*Getoonde tekst:*

_ _ _ _

ECLI:NL:HR:2025:199

Hoge Raad

Datum uitspraak
11 februari 2025
Publicatiedatum
7 februari 2025
Zaaknummer
24/01541
Instantie
Hoge Raad
Type
Uitspraak
Rechtsgebied
Strafrecht
Procedures
  • Cassatie
Vindplaatsen
  • Rechtspraak.nl
AI samenvatting door LexboostAutomatisch gegenereerd

Cassatie tegen beschikking van de rechtbank Overijssel inzake beklag en beslag op geldbedrag in verband met verdenking van witwassen

In deze zaak heeft de Hoge Raad op 11 februari 2025 uitspraak gedaan in een cassatieprocedure tegen een beschikking van de rechtbank Overijssel, die op 6 maart 2024 was gegeven. Het betreft een klaagschrift van de klager, die in verband met een beslag op een geldbedrag van € 25.155,24, dat onder zijn achterneven was gelegd, bezwaar maakte. De klager werd verdacht van witwassen. De rechtbank had in haar beschikking geoordeeld dat het hoogst onwaarschijnlijk was dat de strafrechter later de verbeurdverklaring van het inbeslaggenomen geldbedrag zou bevelen. Dit oordeel werd door de Hoge Raad als ontoereikend gemotiveerd beschouwd, vooral gezien de argumenten die het openbaar ministerie had aangevoerd. De Hoge Raad oordeelde dat de rechtbank onvoldoende had onderkend dat het onderzoek in raadkamer summier en voorlopig van aard was. De Hoge Raad vernietigde de beschikking van de rechtbank en wees de zaak terug naar de rechtbank Overijssel voor een herbeoordeling van het beklag. De uitspraak van de Hoge Raad benadrukt het belang van een zorgvuldige motivering door de rechtbank in zaken die betrekking hebben op beslag en de verdenking van witwassen.

Uitspraak

HOGE RAAD DER NEDERLANDEN
STRAFKAMER
Nummer24/01541 B
Datum11 februari 2025
BESCHIKKING
op het beroep in cassatie tegen een beschikking van de rechtbank Overijssel van 6 maart 2024, nummer RK 24/002080, op een klaagschrift als bedoeld in artikel 552a van het Wetboek van Strafvordering, ingediend
door
[klager] ,
geboren in [geboorteplaats] op [geboortedatum] 1999,
hierna: de klager.

1.Procesverloop in cassatie

Het beroep is ingesteld door het openbaar ministerie. Het heeft bij schriftuur een cassatiemiddel voorgesteld.
De raadsman van de klager A.W. Syrier, advocaat in Utrecht, heeft het beroep van het openbaar ministerie tegengesproken.

_ _ _ _

*Beschikbare gegevens:*
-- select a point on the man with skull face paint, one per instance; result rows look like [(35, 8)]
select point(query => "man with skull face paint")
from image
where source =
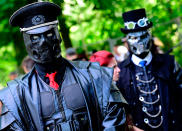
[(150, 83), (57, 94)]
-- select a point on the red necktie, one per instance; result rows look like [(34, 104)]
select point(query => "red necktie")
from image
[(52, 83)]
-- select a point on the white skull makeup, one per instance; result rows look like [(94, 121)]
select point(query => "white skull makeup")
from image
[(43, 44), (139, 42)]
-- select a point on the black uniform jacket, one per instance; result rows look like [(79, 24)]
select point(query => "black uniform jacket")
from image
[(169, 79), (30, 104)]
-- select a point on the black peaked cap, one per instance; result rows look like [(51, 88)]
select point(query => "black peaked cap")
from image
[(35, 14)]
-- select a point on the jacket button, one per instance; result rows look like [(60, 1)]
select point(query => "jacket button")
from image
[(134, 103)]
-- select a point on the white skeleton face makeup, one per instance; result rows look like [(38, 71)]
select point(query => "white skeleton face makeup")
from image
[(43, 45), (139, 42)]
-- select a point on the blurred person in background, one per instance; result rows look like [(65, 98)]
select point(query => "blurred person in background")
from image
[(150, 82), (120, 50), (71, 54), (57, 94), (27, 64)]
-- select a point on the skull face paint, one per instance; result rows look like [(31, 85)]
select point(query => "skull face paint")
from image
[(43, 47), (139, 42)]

_ _ _ _

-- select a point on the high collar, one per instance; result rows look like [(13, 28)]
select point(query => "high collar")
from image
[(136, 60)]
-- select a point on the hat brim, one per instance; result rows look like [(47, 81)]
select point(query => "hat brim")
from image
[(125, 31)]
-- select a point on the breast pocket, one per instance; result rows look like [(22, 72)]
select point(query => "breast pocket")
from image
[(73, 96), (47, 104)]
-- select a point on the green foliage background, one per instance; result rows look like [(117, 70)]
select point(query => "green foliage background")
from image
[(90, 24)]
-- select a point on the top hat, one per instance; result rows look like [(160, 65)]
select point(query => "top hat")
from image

_ _ _ _

*Werkopdracht 1:*
Beantwoord de volgende vragen over de uitspraak van de Hoge Raad.
(a) Hoe groot was het geldbedrag waarop beslag was gelegd?
(b) Op welke datum gaf de rechtbank Overijssel haar beschikking?
(c) Wie heeft het beroep in cassatie ingesteld?
*Werkopdracht 2:* Zet de uitspraak van de Hoge Raad voort na de laatste zin.
De gegevens staan los van de uitspraak van de Hoge Raad.

*Resultaat 1:*
(a) € 25.155,24
(b) 6 maart 2024
(c) Het openbaar ministerie

*Resultaat 2:*
De advocaat-generaal P.M. Frielink heeft geconcludeerd tot vernietiging van de bestreden beschikking en terugwijzing van de zaak naar de rechtbank Overijssel, zittingsplaats Almelo, teneinde op het bestaande beklag opnieuw te worden beoordeeld en afgedaan.

2.Beoordeling van het cassatiemiddel

2.1
Het cassatiemiddel klaagt onder meer over het oordeel van de rechtbank “dat het hoogst onwaarschijnlijk is dat de strafrechter, later oordelend, de verbeurdverklaring van het inbeslaggenomen geldbedrag zal bevelen”.
2.2
Het procesverloop, de door de klager en het openbaar ministerie ingenomen standpunten en het oordeel van de rechtbank zijn weergegeven in de conclusie van de advocaat-generaal onder 2.2 tot en met 2.6.
2.3
Gelet op de in de conclusie van de advocaat-generaal onder 3.3 tot en met 3.5 genoemde rechtspraak van de Hoge Raad en het daarin onder 3.8 besproken motiveringsgebrek in de beschikking van de rechtbank, slaagt het cassatiemiddel in zoverre. Dat brengt mee dat bespreking van het restant van het cassatiemiddel niet nodig is.

3.Beslissing

De Hoge Raad:
- vernietigt de beschikking van de rechtbank;
- wijst de zaak terug naar de rechtbank Overijssel, opdat de zaak opnieuw wordt behandeld en afgedaan.
Deze beschikking is gegeven door de vice-president M.J. Borgers als voorzitter, en de raadsheren M. Kuijer en C.N. Dalebout, in bijzijn van de waarnemend griffier E. Schnetz, en uitgesproken ter openbare terechtzitting van
11 februari 2025.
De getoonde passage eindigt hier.